**WHAT TO PRODUCE**
Below are records. Find each line in them that holds the word "garage" and copy it.

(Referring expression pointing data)
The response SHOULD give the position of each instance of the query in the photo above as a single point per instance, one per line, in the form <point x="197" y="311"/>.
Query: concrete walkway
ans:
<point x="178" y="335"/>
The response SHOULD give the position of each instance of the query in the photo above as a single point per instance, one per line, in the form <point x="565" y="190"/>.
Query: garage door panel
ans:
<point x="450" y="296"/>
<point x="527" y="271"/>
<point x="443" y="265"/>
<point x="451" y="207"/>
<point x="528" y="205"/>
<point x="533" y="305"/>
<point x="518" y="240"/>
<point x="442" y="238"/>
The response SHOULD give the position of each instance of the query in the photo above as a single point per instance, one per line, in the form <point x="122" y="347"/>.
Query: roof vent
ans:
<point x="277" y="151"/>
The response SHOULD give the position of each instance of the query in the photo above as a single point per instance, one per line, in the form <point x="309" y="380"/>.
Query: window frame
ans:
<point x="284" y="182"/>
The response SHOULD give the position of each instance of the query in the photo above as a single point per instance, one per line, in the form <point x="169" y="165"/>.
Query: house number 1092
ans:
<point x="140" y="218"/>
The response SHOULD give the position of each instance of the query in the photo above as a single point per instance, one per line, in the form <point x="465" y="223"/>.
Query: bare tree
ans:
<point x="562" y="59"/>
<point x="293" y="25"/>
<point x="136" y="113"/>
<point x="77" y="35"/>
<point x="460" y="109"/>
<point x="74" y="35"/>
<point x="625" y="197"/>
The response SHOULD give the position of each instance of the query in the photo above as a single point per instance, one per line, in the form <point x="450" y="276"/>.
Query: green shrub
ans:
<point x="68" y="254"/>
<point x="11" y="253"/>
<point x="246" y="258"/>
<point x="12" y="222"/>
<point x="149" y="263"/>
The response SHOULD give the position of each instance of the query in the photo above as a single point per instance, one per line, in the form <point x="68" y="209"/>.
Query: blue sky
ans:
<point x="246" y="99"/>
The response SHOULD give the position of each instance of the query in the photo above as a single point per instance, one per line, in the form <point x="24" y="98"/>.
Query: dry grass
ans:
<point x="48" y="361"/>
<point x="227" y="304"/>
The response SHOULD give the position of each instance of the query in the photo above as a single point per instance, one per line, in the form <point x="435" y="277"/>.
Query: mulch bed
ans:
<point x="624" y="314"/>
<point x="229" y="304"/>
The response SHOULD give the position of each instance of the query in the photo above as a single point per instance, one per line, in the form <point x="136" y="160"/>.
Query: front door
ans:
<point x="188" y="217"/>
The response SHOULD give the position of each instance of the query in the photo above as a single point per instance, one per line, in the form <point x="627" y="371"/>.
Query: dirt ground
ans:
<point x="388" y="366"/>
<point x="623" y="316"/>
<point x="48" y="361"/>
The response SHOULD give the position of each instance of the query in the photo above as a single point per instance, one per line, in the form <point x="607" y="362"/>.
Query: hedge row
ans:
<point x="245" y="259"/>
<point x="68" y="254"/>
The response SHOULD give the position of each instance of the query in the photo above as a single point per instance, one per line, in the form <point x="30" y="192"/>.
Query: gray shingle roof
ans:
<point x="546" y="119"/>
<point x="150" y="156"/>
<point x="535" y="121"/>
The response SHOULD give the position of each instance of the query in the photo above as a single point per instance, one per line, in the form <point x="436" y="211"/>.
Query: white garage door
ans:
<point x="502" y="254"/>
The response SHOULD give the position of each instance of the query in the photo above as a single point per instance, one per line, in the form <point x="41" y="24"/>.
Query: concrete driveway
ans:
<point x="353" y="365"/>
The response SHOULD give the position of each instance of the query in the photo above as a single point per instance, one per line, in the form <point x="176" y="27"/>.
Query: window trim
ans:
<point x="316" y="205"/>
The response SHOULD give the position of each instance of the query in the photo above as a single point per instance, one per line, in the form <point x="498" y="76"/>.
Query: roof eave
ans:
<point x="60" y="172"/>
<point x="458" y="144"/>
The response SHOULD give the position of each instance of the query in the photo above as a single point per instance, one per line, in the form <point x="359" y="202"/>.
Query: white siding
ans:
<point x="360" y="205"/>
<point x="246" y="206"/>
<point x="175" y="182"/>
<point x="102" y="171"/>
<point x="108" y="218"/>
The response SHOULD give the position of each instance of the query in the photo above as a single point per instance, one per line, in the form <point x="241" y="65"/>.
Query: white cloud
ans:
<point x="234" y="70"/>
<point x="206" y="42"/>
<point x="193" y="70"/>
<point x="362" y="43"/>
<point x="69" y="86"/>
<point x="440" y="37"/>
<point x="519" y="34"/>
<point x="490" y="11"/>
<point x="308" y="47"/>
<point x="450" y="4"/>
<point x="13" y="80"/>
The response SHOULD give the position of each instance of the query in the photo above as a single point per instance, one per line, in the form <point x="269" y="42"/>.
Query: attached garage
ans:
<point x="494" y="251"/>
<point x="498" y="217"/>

**ANSWER TO THIS TASK**
Query: garage door panel
Query: white garage door
Query: attached garage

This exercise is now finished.